- WHAT THIS TASK INVOLVES
Convert the lines running from the start of the records through the line that contains "point(46, 328)", inclusive, into a JSON list of strings with one string per line, leaving out blank lines.

- LISTED ENTRIES
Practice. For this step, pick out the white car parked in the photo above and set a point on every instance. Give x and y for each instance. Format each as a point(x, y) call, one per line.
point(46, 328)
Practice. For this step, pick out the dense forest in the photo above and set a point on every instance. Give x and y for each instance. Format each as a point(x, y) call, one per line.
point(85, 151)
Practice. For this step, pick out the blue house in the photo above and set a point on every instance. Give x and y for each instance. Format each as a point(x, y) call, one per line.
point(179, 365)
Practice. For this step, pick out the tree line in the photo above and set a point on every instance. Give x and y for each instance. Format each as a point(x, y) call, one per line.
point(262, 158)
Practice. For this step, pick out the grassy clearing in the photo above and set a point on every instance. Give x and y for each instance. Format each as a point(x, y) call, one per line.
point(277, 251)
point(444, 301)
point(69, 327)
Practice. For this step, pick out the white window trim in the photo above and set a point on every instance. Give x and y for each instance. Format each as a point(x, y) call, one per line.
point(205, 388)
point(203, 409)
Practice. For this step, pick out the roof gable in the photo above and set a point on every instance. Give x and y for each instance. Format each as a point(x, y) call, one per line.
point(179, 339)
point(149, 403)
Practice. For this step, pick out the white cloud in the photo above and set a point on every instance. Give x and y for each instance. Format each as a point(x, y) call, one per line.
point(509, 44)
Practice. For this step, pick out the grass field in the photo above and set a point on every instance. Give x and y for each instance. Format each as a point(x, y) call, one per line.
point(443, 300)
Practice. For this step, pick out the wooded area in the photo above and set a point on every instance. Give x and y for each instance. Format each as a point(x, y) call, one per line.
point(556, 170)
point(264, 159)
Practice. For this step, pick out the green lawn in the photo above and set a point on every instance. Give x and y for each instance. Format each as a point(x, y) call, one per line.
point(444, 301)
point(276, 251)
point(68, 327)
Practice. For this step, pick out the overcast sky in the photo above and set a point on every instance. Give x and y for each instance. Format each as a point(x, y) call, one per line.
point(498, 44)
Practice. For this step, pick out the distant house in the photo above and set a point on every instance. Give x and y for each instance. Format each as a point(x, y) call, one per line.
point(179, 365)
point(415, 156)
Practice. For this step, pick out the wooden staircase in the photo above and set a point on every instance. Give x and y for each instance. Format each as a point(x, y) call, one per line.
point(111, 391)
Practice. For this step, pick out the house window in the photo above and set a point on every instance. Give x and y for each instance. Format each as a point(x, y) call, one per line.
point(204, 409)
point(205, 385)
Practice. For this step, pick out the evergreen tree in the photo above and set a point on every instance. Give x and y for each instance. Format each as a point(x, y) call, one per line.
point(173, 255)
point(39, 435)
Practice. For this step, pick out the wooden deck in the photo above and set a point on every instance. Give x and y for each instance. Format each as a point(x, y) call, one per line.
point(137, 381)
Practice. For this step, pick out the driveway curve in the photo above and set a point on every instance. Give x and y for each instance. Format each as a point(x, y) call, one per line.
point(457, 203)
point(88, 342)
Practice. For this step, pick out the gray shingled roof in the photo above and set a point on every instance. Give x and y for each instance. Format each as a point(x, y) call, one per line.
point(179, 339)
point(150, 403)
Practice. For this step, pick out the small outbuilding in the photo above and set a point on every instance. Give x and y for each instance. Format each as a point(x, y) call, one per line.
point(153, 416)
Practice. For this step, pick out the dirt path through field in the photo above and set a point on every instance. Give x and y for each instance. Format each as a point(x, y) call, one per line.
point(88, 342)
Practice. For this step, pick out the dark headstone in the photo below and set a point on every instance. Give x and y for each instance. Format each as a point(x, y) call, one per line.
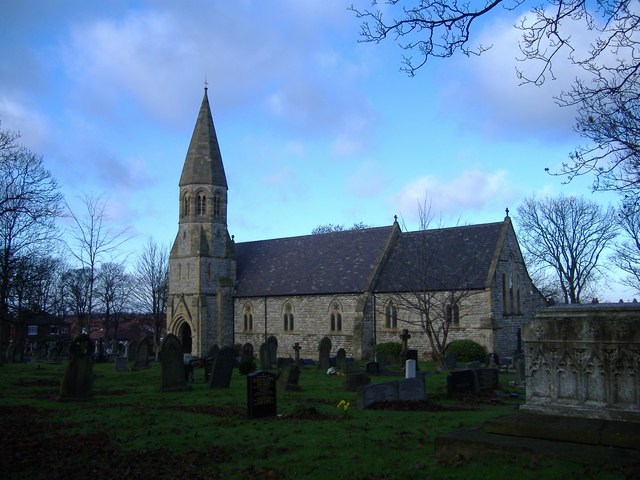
point(142, 354)
point(272, 343)
point(246, 353)
point(172, 365)
point(265, 357)
point(324, 349)
point(461, 381)
point(77, 383)
point(341, 358)
point(372, 368)
point(352, 381)
point(486, 380)
point(288, 377)
point(222, 368)
point(450, 361)
point(132, 351)
point(261, 394)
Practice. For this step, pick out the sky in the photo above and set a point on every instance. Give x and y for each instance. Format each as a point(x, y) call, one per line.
point(314, 126)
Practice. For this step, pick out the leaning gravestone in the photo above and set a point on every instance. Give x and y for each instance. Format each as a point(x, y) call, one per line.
point(288, 377)
point(77, 383)
point(324, 349)
point(172, 365)
point(261, 394)
point(272, 343)
point(132, 351)
point(461, 381)
point(223, 368)
point(142, 355)
point(265, 357)
point(341, 359)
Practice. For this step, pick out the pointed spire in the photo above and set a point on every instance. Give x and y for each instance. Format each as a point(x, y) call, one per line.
point(203, 163)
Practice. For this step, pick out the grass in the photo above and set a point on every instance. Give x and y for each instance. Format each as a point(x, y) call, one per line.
point(130, 429)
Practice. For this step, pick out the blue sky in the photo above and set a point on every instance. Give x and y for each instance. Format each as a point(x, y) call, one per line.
point(314, 127)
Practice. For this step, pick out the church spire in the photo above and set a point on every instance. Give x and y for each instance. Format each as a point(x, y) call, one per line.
point(203, 163)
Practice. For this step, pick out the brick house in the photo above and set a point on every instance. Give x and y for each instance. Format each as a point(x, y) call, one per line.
point(352, 286)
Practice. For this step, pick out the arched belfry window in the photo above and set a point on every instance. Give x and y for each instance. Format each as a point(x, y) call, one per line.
point(247, 317)
point(287, 317)
point(391, 315)
point(186, 205)
point(335, 317)
point(216, 204)
point(201, 204)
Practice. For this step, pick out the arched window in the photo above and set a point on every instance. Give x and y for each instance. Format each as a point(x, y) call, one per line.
point(201, 204)
point(186, 205)
point(216, 205)
point(247, 317)
point(287, 318)
point(335, 319)
point(391, 316)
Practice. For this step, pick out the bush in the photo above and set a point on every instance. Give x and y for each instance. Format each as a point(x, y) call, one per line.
point(467, 351)
point(389, 348)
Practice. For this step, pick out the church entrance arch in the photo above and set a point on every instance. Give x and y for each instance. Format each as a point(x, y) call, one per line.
point(184, 334)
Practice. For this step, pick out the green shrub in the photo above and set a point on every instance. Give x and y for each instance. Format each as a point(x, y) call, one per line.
point(389, 348)
point(247, 366)
point(467, 351)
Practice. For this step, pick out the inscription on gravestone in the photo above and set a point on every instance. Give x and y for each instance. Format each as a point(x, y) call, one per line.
point(261, 394)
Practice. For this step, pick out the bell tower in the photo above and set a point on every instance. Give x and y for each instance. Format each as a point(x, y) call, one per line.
point(202, 265)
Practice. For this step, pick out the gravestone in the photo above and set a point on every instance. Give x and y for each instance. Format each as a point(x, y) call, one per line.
point(208, 362)
point(450, 361)
point(353, 381)
point(132, 351)
point(172, 366)
point(261, 394)
point(272, 343)
point(77, 383)
point(222, 368)
point(341, 358)
point(142, 355)
point(324, 349)
point(288, 377)
point(461, 381)
point(121, 364)
point(410, 369)
point(265, 357)
point(486, 380)
point(246, 353)
point(372, 368)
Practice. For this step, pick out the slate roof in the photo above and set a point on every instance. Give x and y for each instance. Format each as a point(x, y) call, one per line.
point(338, 262)
point(203, 163)
point(457, 258)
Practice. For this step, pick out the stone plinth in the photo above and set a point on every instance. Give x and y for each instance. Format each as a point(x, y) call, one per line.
point(584, 361)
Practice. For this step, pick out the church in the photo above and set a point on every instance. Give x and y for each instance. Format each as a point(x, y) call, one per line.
point(356, 287)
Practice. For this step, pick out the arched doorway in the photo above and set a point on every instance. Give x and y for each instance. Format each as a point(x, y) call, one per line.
point(184, 334)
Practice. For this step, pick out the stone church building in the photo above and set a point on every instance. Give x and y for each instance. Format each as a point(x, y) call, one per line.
point(356, 287)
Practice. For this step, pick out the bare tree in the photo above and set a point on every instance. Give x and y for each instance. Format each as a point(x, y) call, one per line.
point(30, 202)
point(627, 251)
point(567, 235)
point(606, 96)
point(152, 272)
point(329, 228)
point(113, 288)
point(92, 242)
point(432, 295)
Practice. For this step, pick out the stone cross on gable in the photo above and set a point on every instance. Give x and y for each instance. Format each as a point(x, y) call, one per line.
point(297, 349)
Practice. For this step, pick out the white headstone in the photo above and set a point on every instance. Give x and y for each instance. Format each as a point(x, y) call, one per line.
point(410, 369)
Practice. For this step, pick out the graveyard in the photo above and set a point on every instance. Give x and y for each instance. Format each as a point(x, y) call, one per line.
point(310, 425)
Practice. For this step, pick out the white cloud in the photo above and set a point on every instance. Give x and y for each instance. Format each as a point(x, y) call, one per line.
point(471, 191)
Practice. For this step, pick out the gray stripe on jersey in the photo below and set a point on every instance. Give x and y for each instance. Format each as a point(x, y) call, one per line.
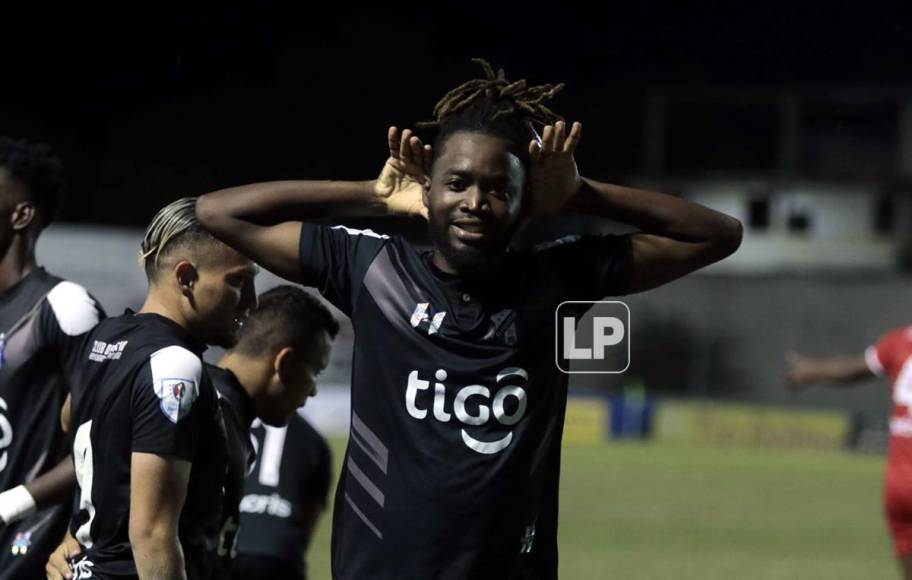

- EXERCISE SOLUTION
[
  "Practice. For this step, pick out the white car parked in the photo above and set a point on every instance. Give x and y for each instance. Format each as a point(x, y) call, one per line.",
  "point(46, 328)"
]